Aim of the exercise
When you copy the entries, omit the images and keep every word as it is.

Source data

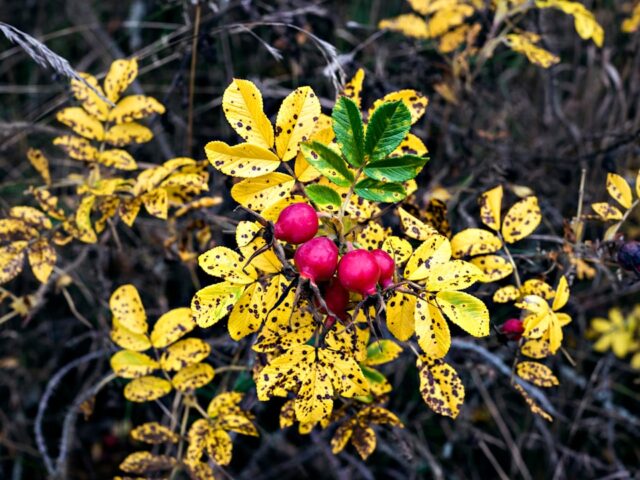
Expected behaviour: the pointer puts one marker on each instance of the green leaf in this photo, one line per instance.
(397, 169)
(328, 162)
(387, 127)
(322, 195)
(349, 130)
(380, 192)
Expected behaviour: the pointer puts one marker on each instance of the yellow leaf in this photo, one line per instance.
(619, 189)
(154, 434)
(172, 326)
(192, 377)
(40, 163)
(242, 105)
(245, 160)
(11, 260)
(214, 302)
(433, 251)
(440, 386)
(353, 88)
(135, 107)
(432, 331)
(127, 133)
(408, 24)
(183, 353)
(493, 267)
(146, 389)
(400, 315)
(521, 220)
(537, 373)
(121, 74)
(90, 101)
(42, 258)
(415, 101)
(81, 122)
(116, 158)
(260, 192)
(126, 307)
(466, 311)
(131, 364)
(490, 206)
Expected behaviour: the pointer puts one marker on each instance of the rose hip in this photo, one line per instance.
(359, 272)
(317, 259)
(296, 224)
(387, 267)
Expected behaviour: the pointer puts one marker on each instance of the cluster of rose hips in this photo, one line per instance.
(317, 259)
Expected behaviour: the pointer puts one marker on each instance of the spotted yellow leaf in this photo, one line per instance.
(146, 389)
(521, 220)
(242, 105)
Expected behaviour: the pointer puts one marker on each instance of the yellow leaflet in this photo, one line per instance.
(81, 122)
(525, 44)
(212, 303)
(85, 231)
(466, 311)
(353, 88)
(242, 105)
(157, 203)
(126, 133)
(433, 251)
(154, 434)
(11, 260)
(116, 158)
(413, 227)
(493, 267)
(537, 374)
(192, 377)
(490, 205)
(408, 24)
(521, 220)
(121, 74)
(183, 353)
(432, 331)
(125, 338)
(90, 101)
(225, 263)
(400, 315)
(398, 248)
(415, 101)
(410, 145)
(453, 275)
(40, 163)
(135, 107)
(440, 386)
(619, 189)
(296, 121)
(172, 326)
(474, 241)
(260, 192)
(126, 307)
(130, 364)
(146, 389)
(245, 160)
(42, 258)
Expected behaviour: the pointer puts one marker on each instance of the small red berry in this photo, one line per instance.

Solution for this task
Expected behaviour: the pointer puts one marker on each instance of the green leaf in this photo, one line per instance.
(397, 169)
(328, 162)
(387, 127)
(322, 195)
(349, 130)
(380, 192)
Expected behaviour: the pointer puts one marker on each instance of the yellow leaf in this photo, one line per instance.
(619, 189)
(154, 434)
(172, 326)
(192, 377)
(40, 163)
(242, 105)
(245, 160)
(11, 260)
(214, 302)
(433, 251)
(440, 386)
(353, 88)
(135, 107)
(432, 331)
(127, 133)
(408, 24)
(183, 353)
(493, 267)
(146, 389)
(400, 315)
(521, 220)
(537, 373)
(121, 74)
(90, 101)
(42, 258)
(415, 101)
(81, 122)
(116, 158)
(260, 192)
(126, 307)
(466, 311)
(131, 364)
(490, 206)
Expected behaviour: the pointer puts one marker on each instance of the rose hip in this photo, one line per instance.
(359, 272)
(317, 259)
(296, 224)
(387, 267)
Expected behaviour: the pointer puts one marker on each instance of the cluster of rose hips in this photo, one line per instance.
(317, 259)
Expected behaviour: the pointer puts one marker on each instance of the spotted yellow leaf in this photo, one line per instance.
(146, 389)
(521, 220)
(242, 105)
Expected behaviour: the pointer puts one marker on each instance of the yellow leaflet in this photo, one line per instance.
(81, 122)
(525, 44)
(212, 303)
(85, 231)
(466, 311)
(353, 88)
(242, 105)
(157, 203)
(126, 133)
(433, 251)
(154, 434)
(11, 260)
(116, 158)
(413, 227)
(493, 267)
(537, 374)
(192, 377)
(490, 205)
(408, 24)
(521, 220)
(121, 74)
(183, 353)
(432, 331)
(125, 338)
(90, 101)
(225, 263)
(400, 315)
(398, 248)
(415, 101)
(410, 145)
(453, 275)
(40, 163)
(135, 107)
(440, 386)
(619, 189)
(296, 121)
(172, 326)
(474, 241)
(260, 192)
(126, 307)
(130, 364)
(146, 389)
(245, 160)
(42, 258)
Expected behaviour: the pointer puts one marker on each instance of the small red berry in this photo, one line per instance.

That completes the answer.